§ **Problem**:
Starting with the line that contains "of the woman's" and going on through the last line of the records below, give each line as an item in a numbered list, leaving out any blank lines.

§ **Records for this exercise**:
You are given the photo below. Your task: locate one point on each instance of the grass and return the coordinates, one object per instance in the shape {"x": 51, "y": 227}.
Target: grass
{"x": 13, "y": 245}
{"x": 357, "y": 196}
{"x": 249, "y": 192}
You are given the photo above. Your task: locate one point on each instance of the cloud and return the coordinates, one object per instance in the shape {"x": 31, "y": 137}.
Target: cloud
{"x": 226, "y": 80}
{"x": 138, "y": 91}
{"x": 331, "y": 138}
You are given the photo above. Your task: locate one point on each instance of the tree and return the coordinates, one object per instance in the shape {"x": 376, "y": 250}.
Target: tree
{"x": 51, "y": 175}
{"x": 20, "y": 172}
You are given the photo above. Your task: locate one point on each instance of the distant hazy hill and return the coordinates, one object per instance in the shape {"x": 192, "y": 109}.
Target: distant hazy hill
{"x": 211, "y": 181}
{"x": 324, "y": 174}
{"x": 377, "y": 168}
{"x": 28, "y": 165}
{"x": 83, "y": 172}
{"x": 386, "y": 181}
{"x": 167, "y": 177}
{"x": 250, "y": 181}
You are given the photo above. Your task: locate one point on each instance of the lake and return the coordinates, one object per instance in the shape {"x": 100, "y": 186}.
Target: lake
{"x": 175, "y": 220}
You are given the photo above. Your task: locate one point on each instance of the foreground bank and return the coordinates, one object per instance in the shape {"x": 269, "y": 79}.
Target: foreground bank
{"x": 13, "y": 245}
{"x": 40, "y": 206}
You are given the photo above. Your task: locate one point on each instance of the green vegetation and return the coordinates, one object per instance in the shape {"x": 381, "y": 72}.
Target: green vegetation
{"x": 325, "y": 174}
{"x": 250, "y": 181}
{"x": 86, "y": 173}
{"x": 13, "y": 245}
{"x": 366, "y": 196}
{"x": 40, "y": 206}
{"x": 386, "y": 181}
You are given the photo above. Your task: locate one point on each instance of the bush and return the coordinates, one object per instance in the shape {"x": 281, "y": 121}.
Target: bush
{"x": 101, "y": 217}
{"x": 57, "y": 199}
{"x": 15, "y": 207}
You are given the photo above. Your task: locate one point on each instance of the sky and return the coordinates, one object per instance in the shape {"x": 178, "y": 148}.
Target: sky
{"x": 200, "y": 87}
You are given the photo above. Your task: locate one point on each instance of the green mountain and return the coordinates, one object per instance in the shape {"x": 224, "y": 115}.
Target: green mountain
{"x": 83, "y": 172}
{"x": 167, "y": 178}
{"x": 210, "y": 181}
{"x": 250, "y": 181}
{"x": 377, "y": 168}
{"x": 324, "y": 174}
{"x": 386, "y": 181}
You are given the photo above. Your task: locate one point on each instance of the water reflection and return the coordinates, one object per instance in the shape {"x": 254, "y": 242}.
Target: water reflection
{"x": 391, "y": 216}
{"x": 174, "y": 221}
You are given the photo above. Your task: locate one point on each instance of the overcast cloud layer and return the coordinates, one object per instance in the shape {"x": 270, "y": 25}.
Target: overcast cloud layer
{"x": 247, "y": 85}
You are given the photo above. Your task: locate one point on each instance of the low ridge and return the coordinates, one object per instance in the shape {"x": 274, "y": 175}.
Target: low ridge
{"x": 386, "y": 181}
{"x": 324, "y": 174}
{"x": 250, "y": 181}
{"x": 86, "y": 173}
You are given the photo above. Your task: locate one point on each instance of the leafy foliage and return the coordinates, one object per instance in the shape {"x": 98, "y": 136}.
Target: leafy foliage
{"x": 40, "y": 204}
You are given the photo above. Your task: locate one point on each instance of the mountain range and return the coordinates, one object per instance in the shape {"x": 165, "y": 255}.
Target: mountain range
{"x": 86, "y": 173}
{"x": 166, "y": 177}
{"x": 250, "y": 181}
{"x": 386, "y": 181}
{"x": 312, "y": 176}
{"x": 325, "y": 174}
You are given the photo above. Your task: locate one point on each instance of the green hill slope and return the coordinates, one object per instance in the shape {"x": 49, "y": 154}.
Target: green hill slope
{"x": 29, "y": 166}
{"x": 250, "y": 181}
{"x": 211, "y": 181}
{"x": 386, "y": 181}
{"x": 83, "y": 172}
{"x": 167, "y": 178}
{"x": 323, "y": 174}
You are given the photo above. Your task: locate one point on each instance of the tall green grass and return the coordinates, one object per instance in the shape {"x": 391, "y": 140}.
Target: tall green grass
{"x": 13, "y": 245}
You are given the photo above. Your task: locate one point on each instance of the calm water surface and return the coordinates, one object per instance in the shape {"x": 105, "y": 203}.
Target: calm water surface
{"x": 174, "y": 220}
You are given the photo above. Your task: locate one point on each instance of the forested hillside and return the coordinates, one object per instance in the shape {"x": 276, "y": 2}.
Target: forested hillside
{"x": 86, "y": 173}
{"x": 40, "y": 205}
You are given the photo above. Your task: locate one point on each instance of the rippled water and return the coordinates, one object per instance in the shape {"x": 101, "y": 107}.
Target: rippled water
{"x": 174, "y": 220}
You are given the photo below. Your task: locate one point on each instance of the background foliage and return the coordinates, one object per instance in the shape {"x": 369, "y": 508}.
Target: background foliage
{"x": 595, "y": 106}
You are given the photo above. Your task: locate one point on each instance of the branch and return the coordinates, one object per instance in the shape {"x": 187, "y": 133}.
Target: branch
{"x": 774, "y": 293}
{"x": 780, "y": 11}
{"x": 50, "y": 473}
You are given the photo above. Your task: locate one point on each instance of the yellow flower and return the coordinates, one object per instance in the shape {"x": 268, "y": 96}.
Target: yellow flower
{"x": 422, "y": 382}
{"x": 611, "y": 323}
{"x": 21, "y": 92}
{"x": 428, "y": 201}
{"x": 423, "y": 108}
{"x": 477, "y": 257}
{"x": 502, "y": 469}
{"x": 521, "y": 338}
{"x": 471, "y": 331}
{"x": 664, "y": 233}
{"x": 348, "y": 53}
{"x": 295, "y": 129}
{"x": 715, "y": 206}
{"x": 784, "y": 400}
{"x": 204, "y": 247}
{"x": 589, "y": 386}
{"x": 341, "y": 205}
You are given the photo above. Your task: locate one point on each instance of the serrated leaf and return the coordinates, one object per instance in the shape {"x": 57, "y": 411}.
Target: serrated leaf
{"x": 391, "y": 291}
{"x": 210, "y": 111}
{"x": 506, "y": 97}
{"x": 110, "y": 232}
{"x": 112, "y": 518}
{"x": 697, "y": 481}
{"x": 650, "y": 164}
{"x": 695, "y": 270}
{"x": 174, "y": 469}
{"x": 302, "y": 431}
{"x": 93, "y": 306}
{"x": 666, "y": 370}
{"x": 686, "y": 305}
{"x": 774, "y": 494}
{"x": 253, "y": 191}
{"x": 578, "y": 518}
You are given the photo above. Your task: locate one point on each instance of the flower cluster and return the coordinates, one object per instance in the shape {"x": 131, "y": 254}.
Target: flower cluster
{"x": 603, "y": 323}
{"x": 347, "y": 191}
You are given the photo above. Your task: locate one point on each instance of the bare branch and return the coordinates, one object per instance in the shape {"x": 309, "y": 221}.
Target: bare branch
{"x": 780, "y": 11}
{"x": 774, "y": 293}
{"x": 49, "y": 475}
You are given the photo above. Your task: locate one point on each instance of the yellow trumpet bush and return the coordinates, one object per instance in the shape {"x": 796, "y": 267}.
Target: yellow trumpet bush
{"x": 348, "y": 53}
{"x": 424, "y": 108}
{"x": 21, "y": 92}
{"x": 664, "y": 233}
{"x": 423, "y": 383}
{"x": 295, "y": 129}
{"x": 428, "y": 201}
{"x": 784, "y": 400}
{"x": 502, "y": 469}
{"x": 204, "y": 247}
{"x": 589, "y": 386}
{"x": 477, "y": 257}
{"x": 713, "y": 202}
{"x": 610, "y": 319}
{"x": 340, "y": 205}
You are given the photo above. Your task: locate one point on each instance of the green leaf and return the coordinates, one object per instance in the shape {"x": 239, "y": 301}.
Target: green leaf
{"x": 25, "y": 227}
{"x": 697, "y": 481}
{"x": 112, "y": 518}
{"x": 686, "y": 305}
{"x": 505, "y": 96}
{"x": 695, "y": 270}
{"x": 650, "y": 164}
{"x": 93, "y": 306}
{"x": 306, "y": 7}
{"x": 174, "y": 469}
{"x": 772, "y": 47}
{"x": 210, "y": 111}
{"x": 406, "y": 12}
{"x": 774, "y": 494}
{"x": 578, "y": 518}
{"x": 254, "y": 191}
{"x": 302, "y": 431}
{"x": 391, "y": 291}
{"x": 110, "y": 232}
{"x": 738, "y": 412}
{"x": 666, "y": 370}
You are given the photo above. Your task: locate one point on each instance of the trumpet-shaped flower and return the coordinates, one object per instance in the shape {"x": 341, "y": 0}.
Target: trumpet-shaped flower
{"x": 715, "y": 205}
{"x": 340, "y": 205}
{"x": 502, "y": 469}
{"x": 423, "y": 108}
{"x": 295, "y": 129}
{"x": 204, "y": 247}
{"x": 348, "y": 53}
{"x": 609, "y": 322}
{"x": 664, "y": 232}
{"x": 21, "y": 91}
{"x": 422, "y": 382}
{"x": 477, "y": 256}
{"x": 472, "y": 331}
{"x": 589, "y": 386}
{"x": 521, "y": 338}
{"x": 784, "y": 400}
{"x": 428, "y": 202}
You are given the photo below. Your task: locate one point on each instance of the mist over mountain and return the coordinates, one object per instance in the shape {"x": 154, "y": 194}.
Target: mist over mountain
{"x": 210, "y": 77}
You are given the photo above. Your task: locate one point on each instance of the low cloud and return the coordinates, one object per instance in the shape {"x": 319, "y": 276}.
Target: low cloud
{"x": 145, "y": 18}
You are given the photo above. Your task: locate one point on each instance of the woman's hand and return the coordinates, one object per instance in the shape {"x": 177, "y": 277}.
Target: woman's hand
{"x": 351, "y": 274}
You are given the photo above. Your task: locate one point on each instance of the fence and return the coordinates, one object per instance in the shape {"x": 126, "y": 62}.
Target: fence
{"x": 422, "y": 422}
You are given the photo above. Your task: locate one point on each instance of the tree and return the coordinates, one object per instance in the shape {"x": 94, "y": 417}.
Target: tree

§ **Finished answer**:
1. You are given the photo above. Your task: locate one point on each instance of the woman's hand and return the coordinates, one object per instance in the shape {"x": 177, "y": 277}.
2. Target: woman's hand
3. {"x": 351, "y": 274}
4. You are given the photo above. Your task: locate one point on each instance of the fence and return the coordinates, one object per instance in the shape {"x": 126, "y": 62}.
5. Target: fence
6. {"x": 422, "y": 422}
7. You are given the photo above. Your task: locate one point on each instance of the tree and return the coordinates, one object per instance in the shape {"x": 94, "y": 417}.
8. Target: tree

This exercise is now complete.